EXCERPTED DATA:

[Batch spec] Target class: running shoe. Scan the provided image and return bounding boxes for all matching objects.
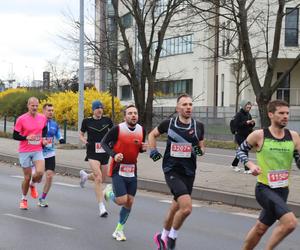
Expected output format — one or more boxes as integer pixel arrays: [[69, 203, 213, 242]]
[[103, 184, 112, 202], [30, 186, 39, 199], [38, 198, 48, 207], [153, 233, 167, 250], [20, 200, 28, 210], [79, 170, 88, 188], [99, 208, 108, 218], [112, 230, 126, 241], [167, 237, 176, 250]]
---
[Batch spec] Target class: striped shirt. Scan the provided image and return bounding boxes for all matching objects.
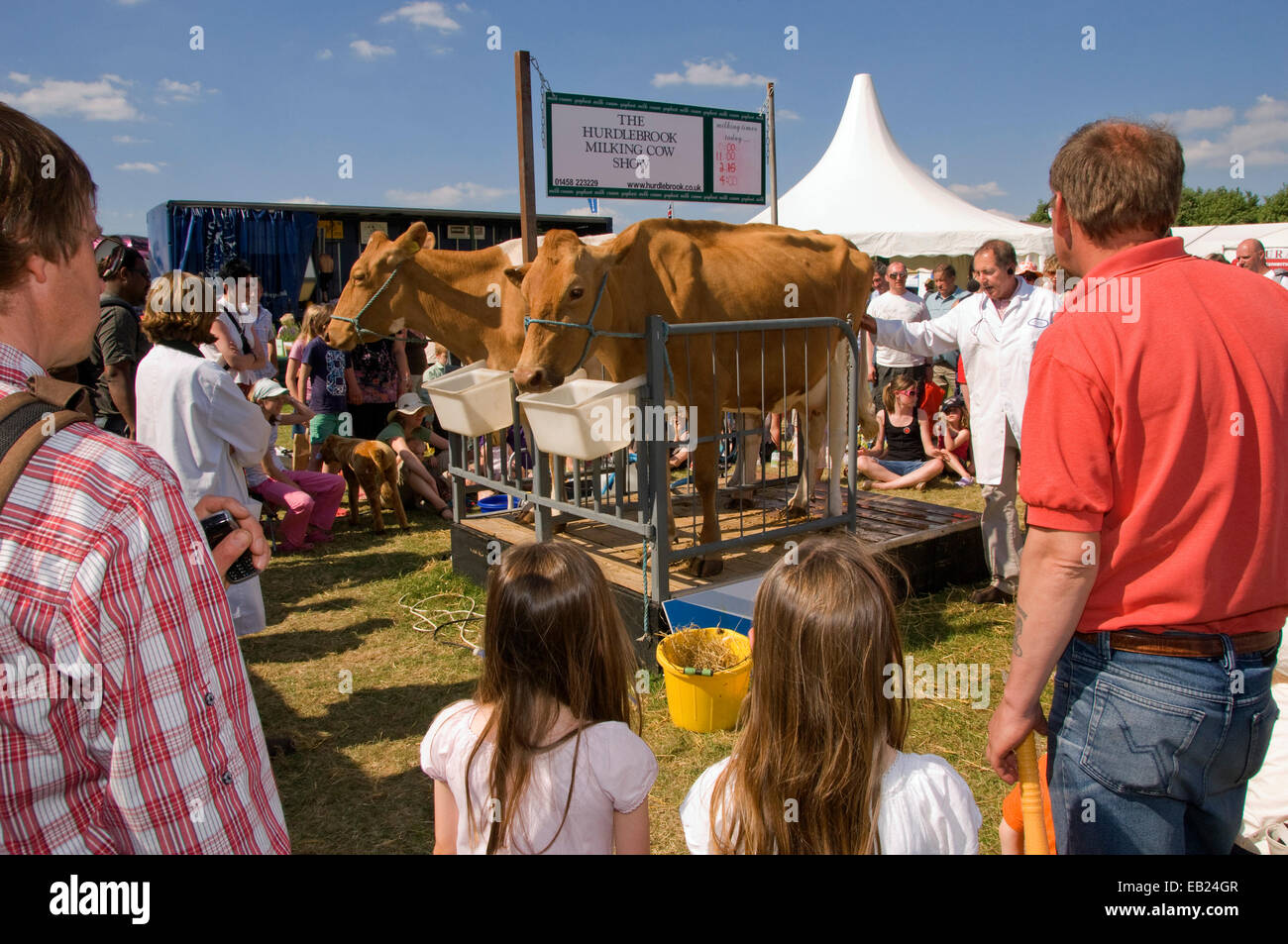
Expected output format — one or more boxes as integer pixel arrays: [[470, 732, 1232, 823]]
--
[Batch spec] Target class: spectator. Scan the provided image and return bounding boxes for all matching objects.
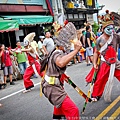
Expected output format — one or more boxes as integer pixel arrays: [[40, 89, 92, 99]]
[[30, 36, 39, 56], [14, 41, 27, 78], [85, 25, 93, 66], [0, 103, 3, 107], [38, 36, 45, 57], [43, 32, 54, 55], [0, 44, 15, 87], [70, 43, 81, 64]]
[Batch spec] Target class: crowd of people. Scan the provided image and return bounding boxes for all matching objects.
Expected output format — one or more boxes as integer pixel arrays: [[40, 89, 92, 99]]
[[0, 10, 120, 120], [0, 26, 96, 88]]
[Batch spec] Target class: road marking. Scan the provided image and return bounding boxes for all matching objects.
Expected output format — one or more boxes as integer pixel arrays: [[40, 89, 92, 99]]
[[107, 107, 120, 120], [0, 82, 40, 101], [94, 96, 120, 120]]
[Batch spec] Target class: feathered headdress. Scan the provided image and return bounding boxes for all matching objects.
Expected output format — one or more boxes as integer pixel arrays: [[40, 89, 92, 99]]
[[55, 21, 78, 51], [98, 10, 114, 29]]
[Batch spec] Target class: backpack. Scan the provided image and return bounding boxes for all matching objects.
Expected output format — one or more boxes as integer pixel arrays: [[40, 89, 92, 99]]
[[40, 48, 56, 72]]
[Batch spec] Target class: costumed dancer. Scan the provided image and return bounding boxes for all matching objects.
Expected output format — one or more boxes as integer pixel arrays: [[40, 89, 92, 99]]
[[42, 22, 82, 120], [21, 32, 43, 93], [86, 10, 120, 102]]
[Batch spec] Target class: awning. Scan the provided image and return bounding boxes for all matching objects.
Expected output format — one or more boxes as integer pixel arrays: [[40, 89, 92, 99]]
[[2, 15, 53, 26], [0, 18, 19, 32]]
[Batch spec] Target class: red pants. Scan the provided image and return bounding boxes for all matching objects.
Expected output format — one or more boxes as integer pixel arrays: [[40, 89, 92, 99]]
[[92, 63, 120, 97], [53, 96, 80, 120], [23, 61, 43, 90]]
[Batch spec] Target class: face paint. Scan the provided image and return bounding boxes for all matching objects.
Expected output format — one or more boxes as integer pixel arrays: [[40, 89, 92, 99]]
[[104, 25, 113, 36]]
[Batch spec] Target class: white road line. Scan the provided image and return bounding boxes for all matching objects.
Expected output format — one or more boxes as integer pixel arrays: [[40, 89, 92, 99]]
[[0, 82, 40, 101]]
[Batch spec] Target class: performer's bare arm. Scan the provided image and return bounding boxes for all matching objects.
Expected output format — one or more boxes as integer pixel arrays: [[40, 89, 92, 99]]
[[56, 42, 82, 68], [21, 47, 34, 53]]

EXERCISE DIRECTIONS: Copy out every line from the entries above that contains the word "road". Case counts.

WRITTEN ANSWER:
[Batch spec] Target class: road marking. Scan the provided image and return bounding boxes for all matching objects.
[Batch spec] Target class: white road line. Scan the provided image and return bounding boxes for all matching objects.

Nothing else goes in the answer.